━━━ Data section

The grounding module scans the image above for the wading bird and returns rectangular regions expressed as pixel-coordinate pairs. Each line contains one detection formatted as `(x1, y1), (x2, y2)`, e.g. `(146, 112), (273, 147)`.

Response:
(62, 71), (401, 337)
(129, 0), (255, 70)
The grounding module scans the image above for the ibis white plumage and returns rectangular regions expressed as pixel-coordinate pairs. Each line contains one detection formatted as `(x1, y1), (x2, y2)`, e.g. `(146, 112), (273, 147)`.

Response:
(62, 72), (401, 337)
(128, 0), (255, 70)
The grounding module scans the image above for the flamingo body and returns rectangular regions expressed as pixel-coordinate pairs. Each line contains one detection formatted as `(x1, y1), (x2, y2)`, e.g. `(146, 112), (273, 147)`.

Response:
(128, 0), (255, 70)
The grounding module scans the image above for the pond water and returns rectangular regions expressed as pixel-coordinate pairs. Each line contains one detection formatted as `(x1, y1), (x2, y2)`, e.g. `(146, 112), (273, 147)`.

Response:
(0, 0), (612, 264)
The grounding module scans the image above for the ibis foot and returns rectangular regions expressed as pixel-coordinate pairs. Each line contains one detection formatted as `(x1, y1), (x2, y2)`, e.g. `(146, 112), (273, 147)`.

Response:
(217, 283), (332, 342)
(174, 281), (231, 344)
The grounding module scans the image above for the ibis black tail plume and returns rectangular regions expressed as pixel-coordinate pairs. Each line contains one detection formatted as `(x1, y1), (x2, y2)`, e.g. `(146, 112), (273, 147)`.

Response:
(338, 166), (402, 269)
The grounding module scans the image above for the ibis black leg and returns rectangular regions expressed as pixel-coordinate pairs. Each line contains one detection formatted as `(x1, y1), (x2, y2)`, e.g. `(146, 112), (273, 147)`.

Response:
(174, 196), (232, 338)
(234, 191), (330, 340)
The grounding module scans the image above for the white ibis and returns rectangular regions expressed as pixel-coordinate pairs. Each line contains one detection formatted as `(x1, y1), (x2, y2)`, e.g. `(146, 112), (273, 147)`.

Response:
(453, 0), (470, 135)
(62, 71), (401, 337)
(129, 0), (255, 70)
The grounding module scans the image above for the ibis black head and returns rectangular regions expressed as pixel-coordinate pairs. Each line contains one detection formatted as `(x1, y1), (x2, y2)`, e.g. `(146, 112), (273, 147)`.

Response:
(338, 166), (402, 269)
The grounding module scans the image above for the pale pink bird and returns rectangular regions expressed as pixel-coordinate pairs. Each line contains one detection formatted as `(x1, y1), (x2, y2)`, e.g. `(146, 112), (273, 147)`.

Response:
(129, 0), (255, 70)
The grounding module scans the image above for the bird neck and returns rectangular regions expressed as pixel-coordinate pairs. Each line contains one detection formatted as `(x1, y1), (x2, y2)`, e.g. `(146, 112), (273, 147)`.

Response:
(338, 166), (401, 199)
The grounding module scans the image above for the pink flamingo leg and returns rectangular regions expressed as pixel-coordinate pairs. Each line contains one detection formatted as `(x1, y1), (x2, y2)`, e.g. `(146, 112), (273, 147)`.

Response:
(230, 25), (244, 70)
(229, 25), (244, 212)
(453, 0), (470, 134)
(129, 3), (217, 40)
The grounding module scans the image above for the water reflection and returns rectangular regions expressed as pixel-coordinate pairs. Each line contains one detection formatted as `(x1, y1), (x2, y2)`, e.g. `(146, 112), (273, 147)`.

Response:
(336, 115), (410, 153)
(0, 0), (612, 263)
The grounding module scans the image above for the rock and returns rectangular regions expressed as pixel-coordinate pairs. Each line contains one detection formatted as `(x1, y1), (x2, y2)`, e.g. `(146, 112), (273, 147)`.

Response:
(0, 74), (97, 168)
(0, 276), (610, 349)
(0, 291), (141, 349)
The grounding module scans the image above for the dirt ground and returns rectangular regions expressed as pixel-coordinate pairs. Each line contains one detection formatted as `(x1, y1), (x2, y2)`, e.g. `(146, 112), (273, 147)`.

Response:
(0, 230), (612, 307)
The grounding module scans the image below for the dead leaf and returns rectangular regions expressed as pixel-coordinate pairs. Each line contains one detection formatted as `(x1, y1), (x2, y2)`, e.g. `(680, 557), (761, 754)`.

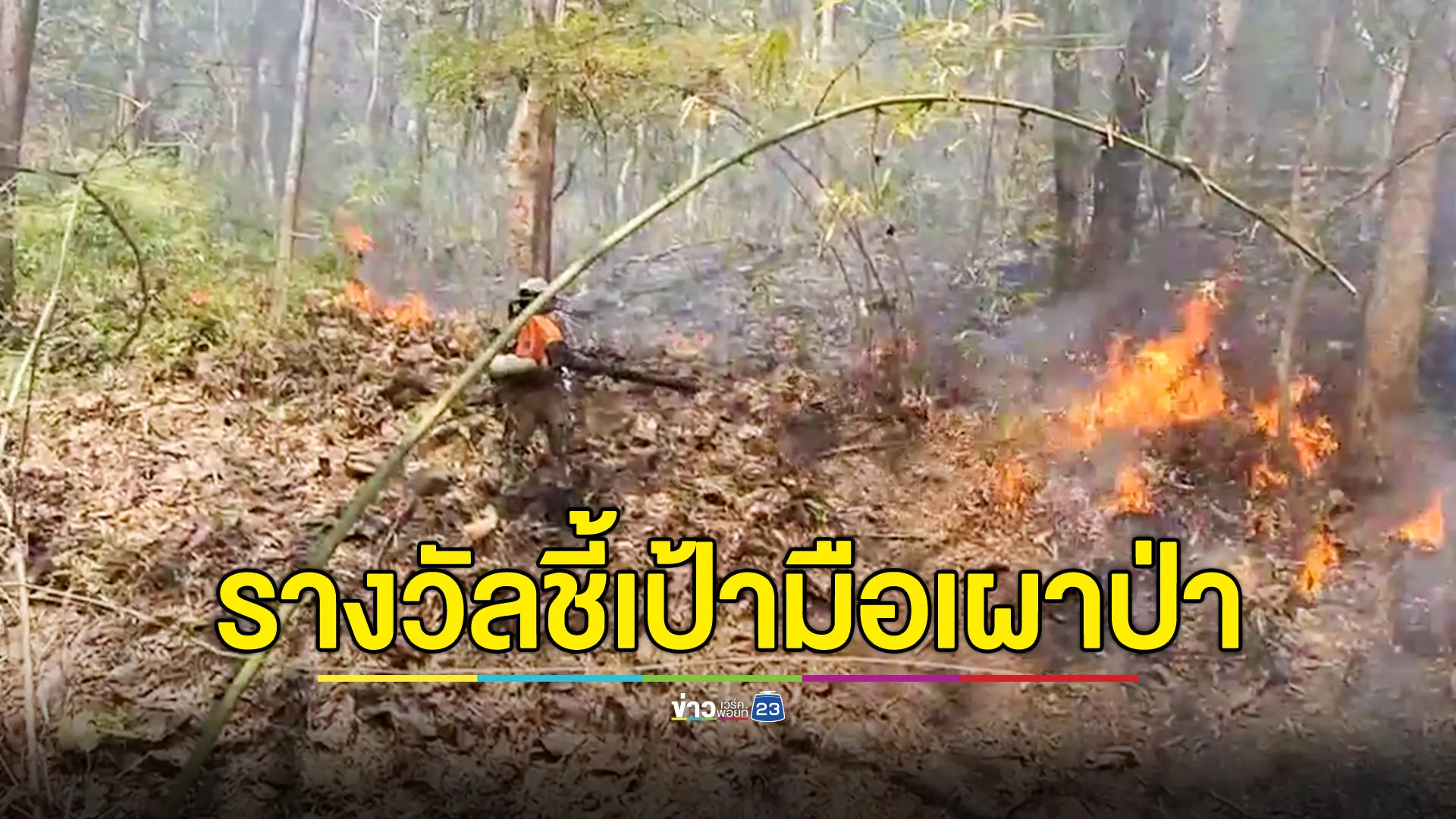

━━━━━━

Problem details – Count the lines in the records above that contain the string "white". Reply with the number alone.

Exercise result – 2